ABOUT THIS EXERCISE -
Starting at the top of the listing below, copy each line exactly, stopping after the line that contains "Where can the mud".

(GIVEN RECORDS Opens)

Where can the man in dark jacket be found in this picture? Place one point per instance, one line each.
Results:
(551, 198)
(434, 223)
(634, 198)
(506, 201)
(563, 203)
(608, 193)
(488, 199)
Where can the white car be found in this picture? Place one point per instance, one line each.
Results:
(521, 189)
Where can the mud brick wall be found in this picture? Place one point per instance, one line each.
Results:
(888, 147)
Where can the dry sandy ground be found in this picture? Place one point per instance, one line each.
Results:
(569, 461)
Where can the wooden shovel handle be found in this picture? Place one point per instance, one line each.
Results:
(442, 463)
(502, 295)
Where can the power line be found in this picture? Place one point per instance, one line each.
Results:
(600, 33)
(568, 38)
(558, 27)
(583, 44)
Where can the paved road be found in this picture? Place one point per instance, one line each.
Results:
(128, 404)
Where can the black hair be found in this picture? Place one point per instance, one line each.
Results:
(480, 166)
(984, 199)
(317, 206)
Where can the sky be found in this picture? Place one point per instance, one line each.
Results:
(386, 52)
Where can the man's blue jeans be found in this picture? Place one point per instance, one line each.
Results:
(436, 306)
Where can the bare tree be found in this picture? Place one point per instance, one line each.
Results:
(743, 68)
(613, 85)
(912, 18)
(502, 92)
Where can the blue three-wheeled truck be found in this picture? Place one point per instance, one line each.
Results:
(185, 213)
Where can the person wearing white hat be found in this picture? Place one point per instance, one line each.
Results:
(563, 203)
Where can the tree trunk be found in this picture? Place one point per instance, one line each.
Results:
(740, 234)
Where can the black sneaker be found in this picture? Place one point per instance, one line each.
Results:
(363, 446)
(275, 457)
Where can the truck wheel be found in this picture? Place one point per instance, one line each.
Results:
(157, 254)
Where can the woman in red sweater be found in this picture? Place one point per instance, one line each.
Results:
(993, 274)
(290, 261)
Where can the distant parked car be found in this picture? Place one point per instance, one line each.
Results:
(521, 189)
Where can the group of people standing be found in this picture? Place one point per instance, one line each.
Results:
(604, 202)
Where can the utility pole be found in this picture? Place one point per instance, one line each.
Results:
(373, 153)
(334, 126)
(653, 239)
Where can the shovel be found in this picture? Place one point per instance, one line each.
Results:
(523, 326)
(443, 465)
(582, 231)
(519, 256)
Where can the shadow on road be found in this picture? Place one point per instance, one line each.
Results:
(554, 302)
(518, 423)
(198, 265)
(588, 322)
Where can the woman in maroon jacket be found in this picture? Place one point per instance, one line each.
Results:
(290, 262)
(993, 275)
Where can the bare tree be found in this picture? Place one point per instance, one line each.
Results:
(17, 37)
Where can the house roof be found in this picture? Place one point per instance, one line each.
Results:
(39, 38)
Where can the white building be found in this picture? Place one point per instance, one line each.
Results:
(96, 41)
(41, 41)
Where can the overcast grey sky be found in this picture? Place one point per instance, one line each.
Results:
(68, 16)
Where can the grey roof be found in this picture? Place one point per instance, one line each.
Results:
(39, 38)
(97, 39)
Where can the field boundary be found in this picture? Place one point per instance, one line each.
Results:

(GIVEN RECORDS Closes)

EXERCISE ANSWER -
Where can the man in dark jacket be found in this picture? Place one point per instance, one line each.
Results:
(551, 198)
(434, 223)
(634, 198)
(506, 201)
(563, 203)
(608, 193)
(488, 199)
Where can the white car be found in this picture? Place one point per instance, one line each.
Results:
(521, 189)
Where can the mud brick wall be found in this picture? Place one point per instance, one line each.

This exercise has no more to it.